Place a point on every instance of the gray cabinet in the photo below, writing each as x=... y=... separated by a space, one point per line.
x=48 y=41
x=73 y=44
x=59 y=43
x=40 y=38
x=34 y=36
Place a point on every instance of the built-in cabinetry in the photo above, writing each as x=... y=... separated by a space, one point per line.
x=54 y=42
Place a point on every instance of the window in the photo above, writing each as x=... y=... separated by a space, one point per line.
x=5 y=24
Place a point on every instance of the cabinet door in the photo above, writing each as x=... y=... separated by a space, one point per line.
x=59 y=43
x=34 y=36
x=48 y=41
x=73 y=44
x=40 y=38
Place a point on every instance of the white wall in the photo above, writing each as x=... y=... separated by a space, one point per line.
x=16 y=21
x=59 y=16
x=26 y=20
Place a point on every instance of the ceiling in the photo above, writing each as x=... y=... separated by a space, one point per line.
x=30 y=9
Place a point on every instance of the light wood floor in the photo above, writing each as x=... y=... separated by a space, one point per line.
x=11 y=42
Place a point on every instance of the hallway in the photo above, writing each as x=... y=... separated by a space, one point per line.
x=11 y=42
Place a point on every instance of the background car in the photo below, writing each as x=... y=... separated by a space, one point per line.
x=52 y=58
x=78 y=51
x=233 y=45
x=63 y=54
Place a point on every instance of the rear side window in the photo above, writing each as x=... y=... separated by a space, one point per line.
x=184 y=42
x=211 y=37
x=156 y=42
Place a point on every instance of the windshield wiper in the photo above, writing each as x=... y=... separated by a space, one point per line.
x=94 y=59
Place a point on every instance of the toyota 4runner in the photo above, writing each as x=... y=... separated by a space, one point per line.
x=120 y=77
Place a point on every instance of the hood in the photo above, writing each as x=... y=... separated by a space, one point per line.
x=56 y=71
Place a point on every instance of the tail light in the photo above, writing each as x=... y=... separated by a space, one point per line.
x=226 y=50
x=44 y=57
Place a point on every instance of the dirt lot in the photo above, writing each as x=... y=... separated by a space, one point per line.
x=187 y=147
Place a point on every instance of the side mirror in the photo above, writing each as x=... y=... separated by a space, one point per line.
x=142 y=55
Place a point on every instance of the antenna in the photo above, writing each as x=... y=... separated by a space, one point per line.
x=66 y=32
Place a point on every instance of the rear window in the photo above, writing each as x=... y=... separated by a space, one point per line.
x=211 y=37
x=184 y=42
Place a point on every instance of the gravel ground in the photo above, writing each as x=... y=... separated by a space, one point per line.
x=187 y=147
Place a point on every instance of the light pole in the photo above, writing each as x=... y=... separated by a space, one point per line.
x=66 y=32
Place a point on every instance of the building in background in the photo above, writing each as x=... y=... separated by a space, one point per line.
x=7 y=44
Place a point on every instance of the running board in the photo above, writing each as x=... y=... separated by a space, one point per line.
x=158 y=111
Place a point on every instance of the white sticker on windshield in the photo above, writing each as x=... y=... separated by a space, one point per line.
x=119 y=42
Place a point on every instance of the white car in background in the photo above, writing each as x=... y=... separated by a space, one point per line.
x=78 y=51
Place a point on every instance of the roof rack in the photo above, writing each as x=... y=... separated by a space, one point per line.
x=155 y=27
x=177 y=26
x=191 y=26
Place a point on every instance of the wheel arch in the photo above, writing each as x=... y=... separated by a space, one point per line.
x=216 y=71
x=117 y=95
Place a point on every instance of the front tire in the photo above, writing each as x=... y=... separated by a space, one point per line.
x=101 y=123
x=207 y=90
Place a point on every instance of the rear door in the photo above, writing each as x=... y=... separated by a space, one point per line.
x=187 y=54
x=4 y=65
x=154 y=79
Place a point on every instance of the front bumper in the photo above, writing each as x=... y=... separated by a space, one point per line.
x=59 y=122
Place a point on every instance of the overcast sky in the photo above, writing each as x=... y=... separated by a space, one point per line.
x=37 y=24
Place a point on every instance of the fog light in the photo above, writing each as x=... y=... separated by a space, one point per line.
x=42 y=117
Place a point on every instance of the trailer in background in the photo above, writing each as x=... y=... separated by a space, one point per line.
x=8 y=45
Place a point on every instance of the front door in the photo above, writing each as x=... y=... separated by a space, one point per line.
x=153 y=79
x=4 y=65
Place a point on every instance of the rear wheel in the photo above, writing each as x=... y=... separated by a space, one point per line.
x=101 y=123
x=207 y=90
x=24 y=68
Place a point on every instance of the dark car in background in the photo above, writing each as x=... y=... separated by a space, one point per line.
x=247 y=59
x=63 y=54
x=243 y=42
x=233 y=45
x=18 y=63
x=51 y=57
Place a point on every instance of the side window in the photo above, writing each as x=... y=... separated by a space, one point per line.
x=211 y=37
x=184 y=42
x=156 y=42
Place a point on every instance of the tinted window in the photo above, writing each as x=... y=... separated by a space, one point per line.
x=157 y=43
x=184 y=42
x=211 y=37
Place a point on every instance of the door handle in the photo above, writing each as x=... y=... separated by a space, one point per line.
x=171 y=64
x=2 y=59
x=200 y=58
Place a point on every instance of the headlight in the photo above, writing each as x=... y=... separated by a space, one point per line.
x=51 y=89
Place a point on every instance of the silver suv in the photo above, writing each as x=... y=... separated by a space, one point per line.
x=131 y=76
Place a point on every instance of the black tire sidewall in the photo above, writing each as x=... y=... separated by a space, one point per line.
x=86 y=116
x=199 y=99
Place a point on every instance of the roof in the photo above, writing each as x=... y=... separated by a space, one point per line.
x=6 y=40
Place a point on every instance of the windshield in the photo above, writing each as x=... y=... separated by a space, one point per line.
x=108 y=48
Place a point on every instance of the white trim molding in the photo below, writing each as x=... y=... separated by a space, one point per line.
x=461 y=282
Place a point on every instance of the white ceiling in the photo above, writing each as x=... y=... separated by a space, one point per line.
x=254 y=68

• Exercise
Transcribe every entry exactly, omitting nothing.

• Final result
Place a point on every instance of the gray cabinet in the photo below, writing each as x=... y=... separated by a space, one point per line.
x=48 y=41
x=73 y=44
x=59 y=43
x=40 y=38
x=34 y=36
Place a point on every instance of the built-in cabinetry in the photo above, writing each as x=... y=... separated by a space, one point per line.
x=54 y=42
Place a point on every instance of the window in the photo above, writing each as x=... y=... separated by a space, one point per line.
x=5 y=24
Place a point on every instance of the cabinet door in the photo above, writing each as x=... y=... separated by a space, one point per line.
x=59 y=43
x=34 y=36
x=48 y=41
x=73 y=44
x=40 y=38
Place a point on every instance of the white wall in the photo above, writing each as x=... y=... separated by a space, one point per line.
x=16 y=21
x=59 y=16
x=26 y=20
Place a point on every instance of the ceiling in the photo above, writing each as x=... y=... separated by a space, one point per line.
x=30 y=9
Place a point on every instance of the light wood floor in the photo above, writing each as x=... y=... separated by a space, one point per line.
x=11 y=42
Place a point on every instance of the hallway in the photo above, writing each as x=... y=... separated by a space, one point per line.
x=11 y=42
Place a point on every instance of the background car in the photo below, writing each as x=... y=... separated by a space, one point per line.
x=52 y=58
x=78 y=51
x=233 y=45
x=63 y=54
Place a point on every instance of the rear side window in the photo above, writing each as x=... y=... separated by a space, one point per line.
x=184 y=42
x=211 y=37
x=156 y=42
Place a point on every instance of the windshield wiper in the photo above, writing each as x=... y=... separated by a space, one point per line.
x=94 y=59
Place a point on every instance of the toyota 4runner in the photo above, writing each as x=... y=... separated by a space, one point per line.
x=120 y=77
Place a point on every instance of the hood in the photo above, writing each as x=... y=... separated by a space, one point per line.
x=56 y=71
Place a point on every instance of the tail light in the photo above, writing each as x=... y=... separated by a space, one point per line.
x=226 y=50
x=44 y=57
Place a point on every instance of the dirt lot in the photo above, writing each as x=... y=... separated by a space, one point per line.
x=187 y=147
Place a point on every instance of the side mirror in the photo above, writing each as x=... y=... separated by a space, one point per line.
x=142 y=55
Place a point on every instance of the antenna in the photo above, writing each as x=... y=... separated by a space, one point per line.
x=66 y=32
Place a point on every instance of the rear window in the photo above, writing each as x=... y=... separated by a space, one point per line.
x=211 y=37
x=184 y=42
Place a point on every instance of the gravel ground in the photo above, writing each as x=... y=... separated by a space, one point per line.
x=187 y=147
Place a point on every instance of the light pole in the photo above, writing each as x=... y=... separated by a space, one point per line.
x=66 y=32
Place a point on every instance of the building in background in the photo above, writing each as x=... y=... separated by a space, one point per line.
x=7 y=44
Place a point on every instance of the running board in the photo above, writing each as x=... y=... separated by a space, one point per line.
x=158 y=111
Place a point on every instance of the white sticker on windshield in the photo above, writing each as x=... y=... separated by a space, one point per line.
x=119 y=42
Place a point on every instance of the white car in background in the photo above, writing each as x=... y=... separated by a space, one point per line.
x=78 y=51
Place a point on every instance of the roof rack in the photo above, writing each as x=... y=... separated by a space, one point per line.
x=155 y=27
x=177 y=26
x=191 y=26
Place a point on every instance of the wheel arch in the photo above, writing each as x=... y=... separated by a space, one point per line.
x=216 y=71
x=117 y=95
Place a point on every instance of the front tire in the photo above, writing each as x=... y=... separated by a space, one point per line.
x=101 y=123
x=207 y=90
Place a point on every instance of the rear door in the photo above, writing each as x=... y=... separated by a space, one point per line.
x=187 y=54
x=4 y=65
x=154 y=79
Place a point on every instance of the front bumper in the photo above, writing each as x=... y=... separated by a space, one point per line.
x=59 y=122
Place a point on every instance of the overcast sky in the photo above, writing each as x=... y=... separated by a space, one point per line.
x=37 y=24
Place a point on every instance of the fog light in the photo above, writing each as x=... y=... separated by a space, one point per line.
x=42 y=117
Place a point on every instance of the trailer in background in the photo above, writing each as x=... y=... separated by a space, one point per line.
x=8 y=45
Place a point on every instance of the front door in the photo above, writing each as x=... y=... separated by a space, one point per line.
x=153 y=79
x=4 y=65
Place a point on every instance of the rear wheel in the photo above, writing each as x=... y=... separated by a space, one point per line.
x=101 y=123
x=207 y=90
x=24 y=68
Place a point on every instance of the dark car in background in the photo above, writing each as x=... y=... separated by a space, one point per line.
x=247 y=59
x=63 y=54
x=243 y=42
x=233 y=45
x=18 y=63
x=51 y=57
Place a point on every instance of the side window in the photo above, writing each as x=... y=... separated by a space, one point per line.
x=211 y=37
x=184 y=42
x=156 y=42
Place a point on every instance of the tinted window in the photo above, writing each as x=... y=... separated by a space, one point per line.
x=157 y=43
x=184 y=42
x=211 y=37
Place a point on every instance of the door handle in the photo above, writing each as x=... y=... separated by a space, one point per line.
x=171 y=64
x=2 y=59
x=200 y=58
Place a point on every instance of the headlight in the photo above, writing each as x=... y=... separated by a space, one point per line.
x=51 y=89
Place a point on every instance of the silver suv in the photo above, writing each as x=... y=... separated by a space, one point per line.
x=131 y=76
Place a point on every instance of the black tire sidewall in the photo above, writing each as x=... y=... separated by a space, one point per line.
x=86 y=116
x=199 y=99
Place a point on every instance of the roof in the photo above, writing each as x=... y=... separated by a space, one point per line.
x=6 y=40
Place a point on every instance of the windshield in the photo above, writing each as x=... y=... separated by a space, one point per line.
x=108 y=48
Place a point on every instance of the white trim molding in the photo below, writing each as x=... y=... separated by a space, one point per line.
x=461 y=282
Place a point on every instance of the white ceiling in the photo above, writing each as x=... y=... separated by a space, one point per line.
x=254 y=68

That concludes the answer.